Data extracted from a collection
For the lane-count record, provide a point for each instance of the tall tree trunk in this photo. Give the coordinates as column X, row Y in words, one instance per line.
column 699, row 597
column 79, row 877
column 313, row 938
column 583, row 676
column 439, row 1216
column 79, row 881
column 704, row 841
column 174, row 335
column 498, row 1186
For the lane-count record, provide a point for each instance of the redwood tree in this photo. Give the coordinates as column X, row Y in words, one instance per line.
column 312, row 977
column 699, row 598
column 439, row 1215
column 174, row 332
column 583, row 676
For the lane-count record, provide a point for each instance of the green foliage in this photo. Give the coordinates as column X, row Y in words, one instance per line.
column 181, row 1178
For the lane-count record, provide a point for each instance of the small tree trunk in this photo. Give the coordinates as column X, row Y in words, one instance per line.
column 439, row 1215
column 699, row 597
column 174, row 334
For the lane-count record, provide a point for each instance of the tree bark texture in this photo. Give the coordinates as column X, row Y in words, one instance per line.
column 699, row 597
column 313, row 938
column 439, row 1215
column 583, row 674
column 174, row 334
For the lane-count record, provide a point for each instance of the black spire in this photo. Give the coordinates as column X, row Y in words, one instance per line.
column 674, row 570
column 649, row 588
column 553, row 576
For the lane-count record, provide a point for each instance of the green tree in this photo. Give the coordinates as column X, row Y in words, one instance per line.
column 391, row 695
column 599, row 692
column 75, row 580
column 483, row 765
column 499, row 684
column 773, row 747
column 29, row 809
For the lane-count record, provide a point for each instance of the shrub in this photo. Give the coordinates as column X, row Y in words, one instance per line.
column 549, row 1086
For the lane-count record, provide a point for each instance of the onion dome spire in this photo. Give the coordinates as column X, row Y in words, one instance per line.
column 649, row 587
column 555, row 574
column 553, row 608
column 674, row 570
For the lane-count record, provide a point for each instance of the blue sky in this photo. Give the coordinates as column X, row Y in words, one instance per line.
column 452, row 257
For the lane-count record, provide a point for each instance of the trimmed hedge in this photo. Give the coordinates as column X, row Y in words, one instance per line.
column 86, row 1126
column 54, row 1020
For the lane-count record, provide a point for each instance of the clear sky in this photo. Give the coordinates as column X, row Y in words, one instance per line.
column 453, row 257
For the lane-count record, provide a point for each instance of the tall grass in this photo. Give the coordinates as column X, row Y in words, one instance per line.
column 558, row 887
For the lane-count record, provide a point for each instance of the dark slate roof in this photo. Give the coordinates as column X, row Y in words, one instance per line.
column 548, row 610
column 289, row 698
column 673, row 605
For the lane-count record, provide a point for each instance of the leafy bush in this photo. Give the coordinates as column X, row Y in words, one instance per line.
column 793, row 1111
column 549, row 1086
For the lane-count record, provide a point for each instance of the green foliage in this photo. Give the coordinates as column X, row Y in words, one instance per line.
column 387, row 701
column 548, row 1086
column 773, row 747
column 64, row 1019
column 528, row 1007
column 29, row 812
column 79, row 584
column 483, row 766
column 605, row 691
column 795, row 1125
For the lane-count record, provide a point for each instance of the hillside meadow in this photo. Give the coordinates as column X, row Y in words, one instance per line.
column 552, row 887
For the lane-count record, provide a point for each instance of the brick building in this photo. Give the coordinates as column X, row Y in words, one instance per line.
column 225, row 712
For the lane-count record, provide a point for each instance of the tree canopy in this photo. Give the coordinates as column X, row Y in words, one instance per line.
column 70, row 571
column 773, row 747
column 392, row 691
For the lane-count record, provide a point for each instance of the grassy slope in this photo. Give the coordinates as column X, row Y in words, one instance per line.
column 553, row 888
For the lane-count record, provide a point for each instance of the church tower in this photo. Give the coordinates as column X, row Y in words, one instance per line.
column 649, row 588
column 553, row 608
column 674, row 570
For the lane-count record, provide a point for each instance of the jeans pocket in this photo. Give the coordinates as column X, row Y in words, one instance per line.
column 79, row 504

Required work
Output the entries above in their entirety, exactly as written.

Expected output
For the lane-count record, provide a point for each instance of the tall tree trunk in this photo. Give the coordinates as column X, row Y in words, one instance per line.
column 699, row 597
column 79, row 877
column 313, row 938
column 583, row 676
column 439, row 1216
column 79, row 881
column 704, row 841
column 174, row 335
column 498, row 1186
For the lane-count record, provide a point for each instance of the redwood tree in this photo. Give the coordinates as column X, row Y in words, one instance per line.
column 312, row 977
column 699, row 598
column 439, row 1215
column 174, row 332
column 583, row 676
For the lane-count record, provide a point for each instance of the green foliage in this photo. Give the coordinates as column X, row Y in words, one instance per line.
column 181, row 1178
For the lane-count record, provide a point for each instance of the small tree trunk in this photo. Give the coordinates as column X, row Y in words, one instance per line.
column 439, row 1215
column 699, row 597
column 174, row 334
For the lane-count record, provide a point for each instance of the tree bark texture in this photo. Give the coordinates as column X, row Y in words, one instance per line.
column 699, row 597
column 313, row 938
column 439, row 1215
column 583, row 674
column 174, row 334
For the lane-count record, provide a point for each instance of the black spire in this photo. Give the coordinates as column X, row Y in words, one instance per line.
column 674, row 570
column 649, row 588
column 553, row 576
For the lane-count record, provide a point for each instance of the green tree in this photo. Give the coordinates as column X, row Y in words, one instance per line.
column 391, row 695
column 599, row 692
column 75, row 580
column 483, row 765
column 499, row 684
column 773, row 747
column 29, row 809
For the lane-count record, provide a point for each instance of the shrub in this photo. Give the coordinates as column X, row Y in words, one instance per line.
column 549, row 1086
For the lane-count record, provide a point for each instance of the onion dome spire in this photo. Give the coordinates as column X, row Y in words, one instance per line.
column 649, row 587
column 555, row 574
column 553, row 608
column 674, row 570
For the lane-count record, provide a point for each instance of the blue sky in this photo. Give the coordinates as column X, row Y in words, one instance per line.
column 452, row 257
For the lane-count record, provide a point for each instance of the trimmed hedge in this photo. Give the coordinates as column X, row Y in words, one instance per line.
column 86, row 1126
column 54, row 1020
For the lane-count record, provide a point for each instance of the clear sky in this photo. Give the coordinates as column X, row Y in words, one instance per line.
column 453, row 257
For the lane-count record, provide a point for each instance of the tall grass in this photo. Give the coordinates as column X, row Y in words, one instance per line.
column 558, row 887
For the lane-count record, provide a point for each instance of the dark slate roof in this photo. Give the coordinates as column X, row Y in words, one instance per line.
column 548, row 610
column 289, row 698
column 673, row 605
For the lane-count record, provide a point for each instance of the leafy bush in this photo. Give the coordinates as column X, row Y in words, one instance per line.
column 793, row 1111
column 549, row 1086
For the lane-count record, provide a point for each instance of the green foliage in this photo. Give the coordinates as column X, row Y in words, one instance per line.
column 387, row 701
column 548, row 1086
column 773, row 747
column 64, row 1019
column 528, row 1007
column 29, row 812
column 79, row 584
column 483, row 766
column 605, row 691
column 795, row 1125
For the lane-count record, provide a point for each instance of the hillside meadow in this photo. Give the coordinates as column X, row Y in words, one instance per line.
column 552, row 887
For the lane-count record, provide a point for each instance of the brick building in this photo. Give the coordinates as column X, row Y in words, one instance per line.
column 225, row 712
For the lane-count record, provide a point for each instance of the tree canopy in this photo. Give the coordinates as column X, row Y in words, one instance per line.
column 70, row 571
column 773, row 747
column 392, row 691
For the lane-count record, provide a point for each instance of the grassy slope in this photo. Give the coordinates as column X, row Y in words, one instance per line.
column 553, row 888
For the lane-count record, provide a point for each instance of the church tower in this photo. Give the coordinates as column X, row Y in words, one instance per line.
column 649, row 588
column 553, row 608
column 674, row 570
For the lane-count record, provide a point for each instance of the jeans pocket in this photo. Give the coordinates as column X, row Y in words, one instance per line.
column 79, row 504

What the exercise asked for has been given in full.